DATASET section start

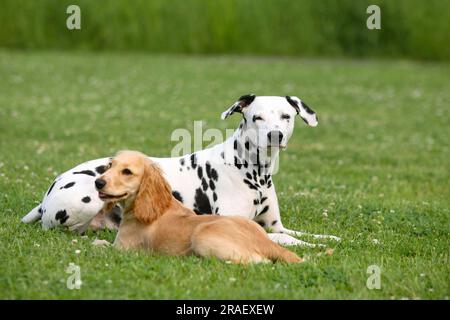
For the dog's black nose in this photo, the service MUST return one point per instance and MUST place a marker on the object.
(275, 136)
(100, 183)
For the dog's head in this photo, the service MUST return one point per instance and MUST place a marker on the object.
(269, 120)
(137, 182)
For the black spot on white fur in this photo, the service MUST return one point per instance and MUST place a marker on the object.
(264, 210)
(88, 172)
(51, 188)
(193, 161)
(202, 204)
(204, 184)
(67, 186)
(61, 216)
(100, 169)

DATASET section end

Write out the lines above, starting at the line that contains "For the black" and ending with the final line, and nothing else; copy them exactly.

For the black spot on white fur in this photo, the service MUST return one point per instance and MUST place a marker on the object.
(264, 210)
(88, 172)
(51, 188)
(193, 161)
(202, 204)
(204, 184)
(67, 186)
(61, 216)
(100, 169)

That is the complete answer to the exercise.